[Items from a data source]
==*==

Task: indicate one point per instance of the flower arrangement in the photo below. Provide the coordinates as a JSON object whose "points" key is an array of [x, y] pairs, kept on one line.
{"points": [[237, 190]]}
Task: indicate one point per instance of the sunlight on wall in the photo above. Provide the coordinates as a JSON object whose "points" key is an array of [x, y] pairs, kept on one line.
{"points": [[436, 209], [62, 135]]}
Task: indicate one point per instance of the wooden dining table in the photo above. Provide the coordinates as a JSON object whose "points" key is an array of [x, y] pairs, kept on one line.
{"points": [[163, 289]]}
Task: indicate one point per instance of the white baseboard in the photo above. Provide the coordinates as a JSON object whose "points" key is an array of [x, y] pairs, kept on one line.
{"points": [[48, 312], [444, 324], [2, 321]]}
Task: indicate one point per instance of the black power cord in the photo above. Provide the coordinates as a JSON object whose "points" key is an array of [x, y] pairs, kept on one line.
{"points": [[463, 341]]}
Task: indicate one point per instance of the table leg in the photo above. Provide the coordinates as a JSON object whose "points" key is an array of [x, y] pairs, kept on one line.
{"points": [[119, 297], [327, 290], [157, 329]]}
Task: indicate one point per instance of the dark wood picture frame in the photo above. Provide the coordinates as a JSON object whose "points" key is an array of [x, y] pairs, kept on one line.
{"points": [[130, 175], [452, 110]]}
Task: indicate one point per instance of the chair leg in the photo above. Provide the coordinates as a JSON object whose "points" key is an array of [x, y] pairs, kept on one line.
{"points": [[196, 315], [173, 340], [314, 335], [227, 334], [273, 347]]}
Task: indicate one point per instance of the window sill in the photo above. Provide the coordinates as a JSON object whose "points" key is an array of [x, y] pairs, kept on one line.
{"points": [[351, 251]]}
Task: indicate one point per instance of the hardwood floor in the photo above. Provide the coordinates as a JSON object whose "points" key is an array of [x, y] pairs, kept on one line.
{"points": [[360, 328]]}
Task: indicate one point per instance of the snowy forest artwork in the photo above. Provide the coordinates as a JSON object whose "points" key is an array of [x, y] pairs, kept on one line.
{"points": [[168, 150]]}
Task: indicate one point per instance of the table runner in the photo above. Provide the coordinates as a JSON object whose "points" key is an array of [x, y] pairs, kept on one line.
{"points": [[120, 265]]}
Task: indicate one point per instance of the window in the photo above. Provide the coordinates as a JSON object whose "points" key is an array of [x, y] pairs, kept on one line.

==*==

▶ [The exercise] Give again, word for word, every line from the one holding "Task: indicate one point per instance of the window sill" to the end of the data.

▶ [Response below]
Task: indicate one point per instance of the window sill in the photo above. Provide the coordinates as a JSON object whose "points" key is an array of [x, y] pairs, kept on one line.
{"points": [[351, 251]]}
Task: indicate one point per instance of the hardwood floor in the photo above. Provide the coordinates as a JSON object whose "points" key is an array of [x, y] pairs, kept on one line.
{"points": [[360, 328]]}
Task: indicate one point per instance of the snowy forest artwork in the photo above. Provide the coordinates as a JSON object whose "points" key is an array of [x, y] pairs, kept on one line.
{"points": [[168, 150]]}
Task: indicate one point per instance of the table runner in the photo above. Provide the coordinates as a JSON object whose "points" key is an array of [x, y] pairs, kept on one line.
{"points": [[120, 265]]}
Task: indicate one point per instance of the window in the photo above. Provide the coordinates as a JSON object whose "points" key is an array of [x, y] pairs, kept on one line.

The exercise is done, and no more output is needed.